■ **Records to use**:
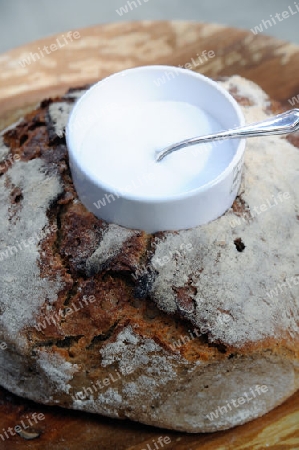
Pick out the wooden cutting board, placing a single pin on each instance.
(100, 51)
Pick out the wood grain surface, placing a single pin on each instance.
(100, 51)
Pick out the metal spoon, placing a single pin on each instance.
(285, 123)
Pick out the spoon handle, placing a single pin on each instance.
(284, 123)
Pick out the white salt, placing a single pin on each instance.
(120, 150)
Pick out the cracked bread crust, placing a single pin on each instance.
(111, 304)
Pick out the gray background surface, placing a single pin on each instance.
(22, 21)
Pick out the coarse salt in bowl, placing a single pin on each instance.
(120, 124)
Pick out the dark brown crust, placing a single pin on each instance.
(121, 293)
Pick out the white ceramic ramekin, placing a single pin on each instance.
(182, 211)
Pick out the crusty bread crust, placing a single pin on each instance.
(163, 329)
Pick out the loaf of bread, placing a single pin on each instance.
(196, 330)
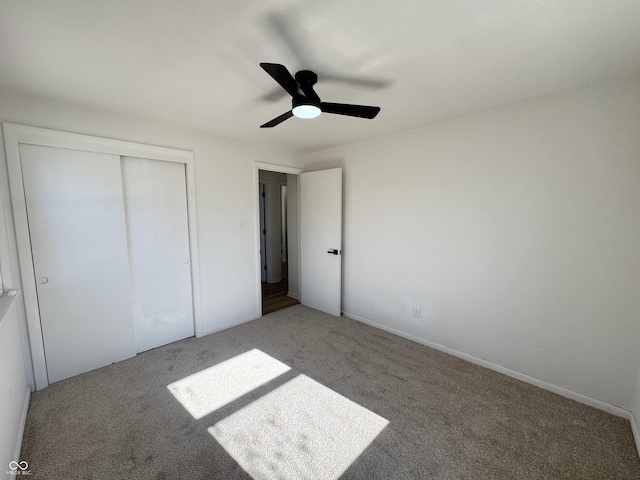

■ **Task brief**: Write out all of the data above again, switching "Pick out" to "Mark" wherever it appears and keeping everything else the same. Leave the pictures out.

■ **Reply**:
Mark the wooden cutting board, placing a single pin on each instance.
(100, 51)
Mark the wood grain surface, placing a single pin on each instance.
(100, 51)
Mark the metal spoon, placing a single pin on each instance.
(285, 123)
Mark the spoon handle, placing a single pin on each instance.
(284, 123)
Mark the white salt, placing a single pin on each instance.
(120, 150)
Mark the cracked bread crust, placing a single pin on each instance.
(111, 304)
Mark the gray background surface, placing a single pin on each instance.
(22, 21)
Mark the coarse salt in bowl, placing a single pin on each instance.
(120, 124)
Mark the dark brown crust, placing a single pin on each instance.
(121, 293)
Mark the white ceramic ramekin, placing a single pin on each instance.
(182, 211)
Mark the crusty bread crust, placing a single pin on each instance.
(163, 329)
Mark the loaf of bread, placing a single pin on each instance.
(196, 330)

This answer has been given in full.